● Assignment:
An exact copy of the listing below is required.

##### Extracted information #####

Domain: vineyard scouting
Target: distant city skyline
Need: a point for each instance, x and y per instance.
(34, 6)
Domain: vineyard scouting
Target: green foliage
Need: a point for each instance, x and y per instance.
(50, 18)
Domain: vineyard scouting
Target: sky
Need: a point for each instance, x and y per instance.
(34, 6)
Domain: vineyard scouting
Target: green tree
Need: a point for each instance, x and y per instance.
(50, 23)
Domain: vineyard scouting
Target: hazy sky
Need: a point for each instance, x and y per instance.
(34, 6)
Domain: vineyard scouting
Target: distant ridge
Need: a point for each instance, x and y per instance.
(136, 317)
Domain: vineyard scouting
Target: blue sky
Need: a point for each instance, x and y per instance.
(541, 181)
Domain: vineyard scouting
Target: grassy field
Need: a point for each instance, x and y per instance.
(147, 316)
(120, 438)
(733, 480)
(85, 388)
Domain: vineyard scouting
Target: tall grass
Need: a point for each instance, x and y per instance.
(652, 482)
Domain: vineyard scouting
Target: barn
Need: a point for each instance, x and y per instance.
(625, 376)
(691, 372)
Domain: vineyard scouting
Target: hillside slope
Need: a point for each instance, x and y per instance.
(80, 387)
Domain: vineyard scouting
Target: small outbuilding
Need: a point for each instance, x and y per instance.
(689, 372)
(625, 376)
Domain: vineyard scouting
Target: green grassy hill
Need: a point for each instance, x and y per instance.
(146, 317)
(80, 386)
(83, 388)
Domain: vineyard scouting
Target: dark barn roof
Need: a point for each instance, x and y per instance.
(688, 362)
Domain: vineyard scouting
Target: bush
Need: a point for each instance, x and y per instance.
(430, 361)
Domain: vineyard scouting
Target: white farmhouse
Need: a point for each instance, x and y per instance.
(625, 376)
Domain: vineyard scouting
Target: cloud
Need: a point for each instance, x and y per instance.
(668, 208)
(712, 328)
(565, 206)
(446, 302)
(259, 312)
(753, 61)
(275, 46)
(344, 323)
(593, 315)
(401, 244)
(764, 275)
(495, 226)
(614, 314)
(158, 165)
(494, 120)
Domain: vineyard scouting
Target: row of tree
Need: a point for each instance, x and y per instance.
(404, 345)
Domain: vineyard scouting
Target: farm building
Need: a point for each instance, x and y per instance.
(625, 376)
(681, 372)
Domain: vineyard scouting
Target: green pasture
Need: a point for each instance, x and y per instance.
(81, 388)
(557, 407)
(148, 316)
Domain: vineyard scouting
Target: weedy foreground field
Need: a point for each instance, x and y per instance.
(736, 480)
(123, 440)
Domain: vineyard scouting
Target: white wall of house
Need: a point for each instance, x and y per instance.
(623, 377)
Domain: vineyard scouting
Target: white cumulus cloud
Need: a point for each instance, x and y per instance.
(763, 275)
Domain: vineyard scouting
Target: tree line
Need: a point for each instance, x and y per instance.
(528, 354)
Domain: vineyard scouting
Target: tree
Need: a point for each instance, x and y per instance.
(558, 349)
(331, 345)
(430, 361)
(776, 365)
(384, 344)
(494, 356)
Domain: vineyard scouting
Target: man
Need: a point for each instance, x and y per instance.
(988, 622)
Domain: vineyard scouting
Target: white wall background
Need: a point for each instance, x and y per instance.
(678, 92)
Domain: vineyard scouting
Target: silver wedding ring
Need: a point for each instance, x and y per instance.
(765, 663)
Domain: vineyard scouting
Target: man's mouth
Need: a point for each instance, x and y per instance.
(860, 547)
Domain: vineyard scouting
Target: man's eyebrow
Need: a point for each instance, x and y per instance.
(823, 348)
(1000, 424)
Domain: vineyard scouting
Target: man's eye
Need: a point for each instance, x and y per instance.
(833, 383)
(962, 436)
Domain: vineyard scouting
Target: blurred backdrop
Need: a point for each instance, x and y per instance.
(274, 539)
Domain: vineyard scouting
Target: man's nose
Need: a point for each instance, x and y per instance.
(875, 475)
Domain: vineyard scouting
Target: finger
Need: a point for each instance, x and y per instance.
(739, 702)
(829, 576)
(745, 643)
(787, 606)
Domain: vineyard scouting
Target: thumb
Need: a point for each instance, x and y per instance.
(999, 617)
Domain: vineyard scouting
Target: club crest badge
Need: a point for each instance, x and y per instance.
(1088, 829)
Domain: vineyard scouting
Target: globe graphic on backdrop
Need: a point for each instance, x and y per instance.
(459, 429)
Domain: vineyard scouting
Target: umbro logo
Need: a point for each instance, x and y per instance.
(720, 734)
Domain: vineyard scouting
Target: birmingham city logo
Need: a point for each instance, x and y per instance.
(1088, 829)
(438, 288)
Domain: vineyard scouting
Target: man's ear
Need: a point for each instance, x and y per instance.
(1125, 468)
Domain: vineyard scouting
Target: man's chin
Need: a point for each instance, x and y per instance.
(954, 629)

#####

● The answer:
Domain: vineyard scouting
Target: distant city skyline
Need: a point for each instance, x and y per instance.
(34, 6)
Domain: vineyard scouting
Target: green foliage
Need: a point for each instance, x and y per instance.
(50, 18)
Domain: vineyard scouting
Target: sky
Need: a point for each instance, x and y per instance.
(34, 6)
Domain: vineyard scouting
Target: green tree
Need: a point for each instance, x and y per instance.
(50, 23)
Domain: vineyard scouting
Target: hazy sky
Need: a point for each instance, x and y per instance.
(34, 6)
Domain: vineyard scouting
Target: distant ridge
Need: a point for each instance, x and y per instance.
(136, 317)
Domain: vineyard scouting
Target: blue sky
Need: a point for each instance, x and y per instance.
(541, 181)
Domain: vineyard scouting
Target: grassy field
Need: a point for each instance, x and y per instance.
(147, 316)
(120, 438)
(733, 480)
(85, 388)
Domain: vineyard scouting
Target: tall grass
Need: a point for each instance, x and y per instance.
(652, 482)
Domain: vineyard scouting
Target: barn
Need: a point for each instance, x and y per instance.
(625, 376)
(691, 372)
Domain: vineyard scouting
Target: hillside slope
Need: a point for each instance, x and y per instance.
(80, 387)
Domain: vineyard scouting
Target: small outbuilding
Need: a point for each instance, x and y per instance.
(689, 372)
(625, 376)
Domain: vineyard scouting
Target: green grassy hill
Need: a point for each instance, x and y per instance.
(146, 317)
(80, 386)
(83, 388)
Domain: vineyard scouting
Target: dark barn roof
Need: a point for each instance, x and y per instance.
(688, 362)
Domain: vineyard scouting
Target: bush
Need: a point for each instance, x and y per instance.
(430, 361)
Domain: vineyard scouting
Target: white farmhouse
Need: a point for each instance, x and y per instance.
(625, 376)
Domain: vineyard scouting
Target: cloud
Need: a point for each instance, x and y per instance.
(668, 208)
(712, 328)
(565, 206)
(446, 302)
(259, 312)
(753, 61)
(275, 46)
(344, 323)
(593, 315)
(401, 244)
(764, 275)
(495, 226)
(614, 314)
(158, 165)
(494, 120)
Domain: vineyard scouting
Target: row of tree
Need: a point for each instance, x and y per instance.
(404, 345)
Domain: vineyard scouting
Target: farm building
Need: a point for each instance, x and y per instance.
(625, 376)
(681, 372)
Domain: vineyard scouting
Target: green pasture
Need: a point for each instance, x and y per instance.
(81, 388)
(557, 407)
(148, 316)
Domain: vineyard scouting
Target: weedy foreground field
Need: a point for each instance, x and y per instance.
(736, 480)
(123, 440)
Domain: vineyard scouting
Target: white wall of house
Need: a point for each instance, x and y per instance.
(623, 377)
Domain: vineyard scouting
Target: white cumulus cloud
Need: a point for each instance, x and y per instance.
(763, 275)
Domain: vineyard scouting
Target: tree line
Need: a point for each instance, x and y per instance.
(528, 354)
Domain: vineyard scouting
Target: tree
Need: a point for each instance, x and y per instance.
(558, 349)
(331, 345)
(430, 361)
(776, 365)
(384, 344)
(494, 356)
Domain: vineyard scouting
Target: man
Need: a point for each instance, x and y per instance.
(988, 622)
Domain: vineyard scouting
Target: white wall background
Need: a point for each instance, x and y per instance.
(678, 92)
Domain: vineyard scouting
Target: silver wedding ring
Need: a point for each instance, x and y per instance.
(765, 663)
Domain: vineyard scouting
Target: man's mouth
Need: a point for each instance, x and y per instance.
(860, 547)
Domain: vineyard scouting
Target: man's eyebrow
Need: a point for each instance, x and y per instance.
(823, 348)
(1000, 424)
Domain: vineyard scouting
Target: man's eye
Need: a point for each instance, x and y per instance.
(833, 383)
(962, 436)
Domain: vineyard scouting
Target: blurred backdrop
Need: a point for each instance, x and y per instance.
(274, 539)
Domain: vineyard scouting
Target: man's nose
Need: a point for each instance, x and y per instance.
(875, 475)
Domain: vineyard scouting
Target: finger
Need: a point for each instance, x and y per instance.
(739, 702)
(829, 576)
(745, 643)
(787, 606)
Domain: vineyard scouting
Target: thumb
Need: a point for each instance, x and y per instance.
(999, 617)
Domain: vineyard scouting
Target: club crest badge
Need: a point for each instance, x and y per instance.
(1088, 829)
Domain: vineyard scouting
Target: globe graphic on backdrop
Need: a point for each instance, x and y per instance.
(459, 429)
Domain: vineyard scouting
Target: umbro logo
Need: a point for each instance, x and y per instance.
(720, 734)
Domain: vineyard scouting
Target: birmingham city logo
Need: a point for each instance, x and y per instance.
(1088, 829)
(438, 288)
Domain: vineyard scouting
Target: man's ear
Need: a point for each instance, x and y per instance.
(1125, 468)
Domain: vineyard scouting
Target: man's chin
Need: a point for each instance, x and y per instance.
(954, 629)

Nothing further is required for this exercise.